• [WORK INSTRUCTIONS]:
1 – From the testing documentation, list every command given for running tests locally.
2 – Decide whether each statement agrees with the testing documentation. Answer yes or no, and quote the words that settle it. (a) The pipeline runs automatically on every commit. (b) The pipeline's Docker image uses Python 3.11. (c) The cache key depends on the poetry.lock checksum.
3 – Reproduce the testing documentation word for word from "Docker Image: cimg/python:3.12.12" to "on poetry.lock checksum)".

— start TEXT TO READ —

PYTEST and pipeline implementation

The project uses pytest for testing and CircleCI for continuous integration. The pipeline automatically runs on every commit to ensure code quality and functionality.

Testing with Pytest

To run tests locally:

# Run all tests
poetry run pytest

# Run tests with flake8 linting (same as CI)
poetry run pytest --flake8

# Run tests with verbose output
poetry run pytest -v

# Run specific test file
poetry run pytest tests/test_file.py

CircleCI Pipeline

The CI/CD pipeline is configured via .circleci/config.yml and automatically runs on every push to the repository.

Pipeline Configuration

Version: CircleCI 2.1

Docker Image: cimg/python:3.12.12

Workflow: unit-tests

Pipeline Steps

The pipeline executes the following steps for Python 3.12:

  1. Checkout: Clone the repository code
  2. Install Poetry: Install the Poetry package manager (pip install poetry)
  3. Restore Cache: Restore dependencies from cache if available (cache key based on poetry.lock checksum)

— end TEXT TO READ —
— start GIVEN INFORMATION —

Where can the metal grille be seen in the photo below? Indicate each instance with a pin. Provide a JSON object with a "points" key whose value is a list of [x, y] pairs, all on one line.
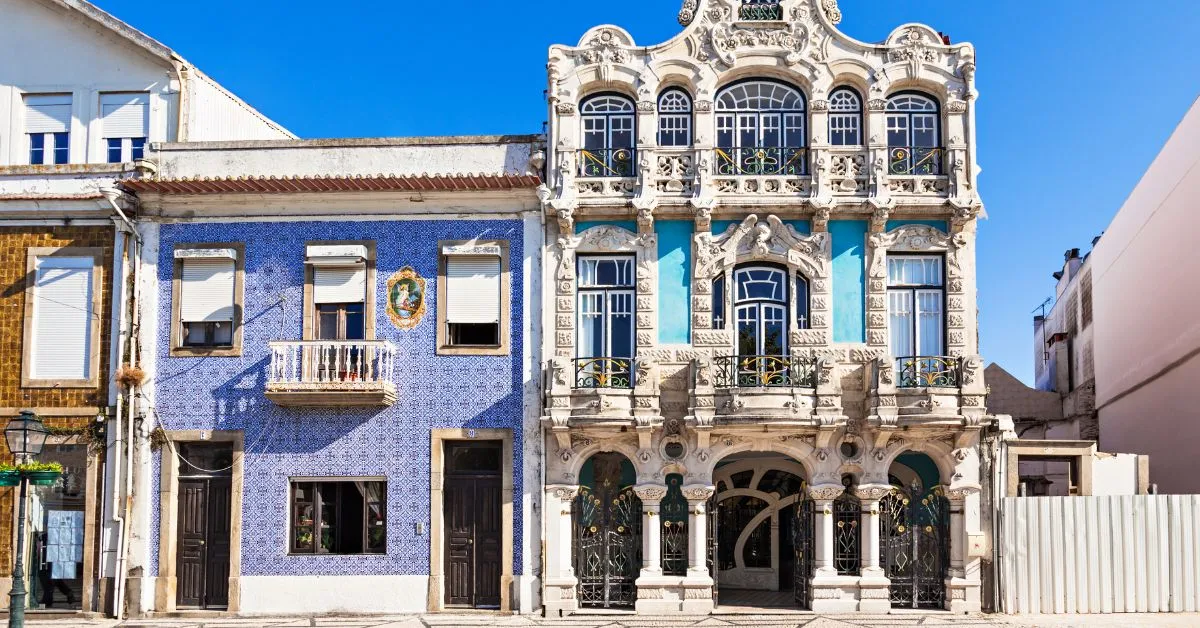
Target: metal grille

— end GIVEN INFORMATION —

• [RESPONSES BY TASK]:
1 –
poetry run pytest
poetry run pytest --flake8
poetry run pytest -v
poetry run pytest tests/test_file.py

2 –
(a) Yes: "The pipeline automatically runs on every commit to ensure code quality and functionality."
(b) No: "Docker Image: cimg/python:3.12.12"
(c) Yes: "cache key based on poetry.lock checksum"

3 –
Docker Image: cimg/python:3.12.12

Workflow: unit-tests

Pipeline Steps

The pipeline executes the following steps for Python 3.12:

  1. Checkout: Clone the repository code
  2. Install Poetry: Install the Poetry package manager (pip install poetry)
  3. Restore Cache: Restore dependencies from cache if available (cache key based on poetry.lock checksum)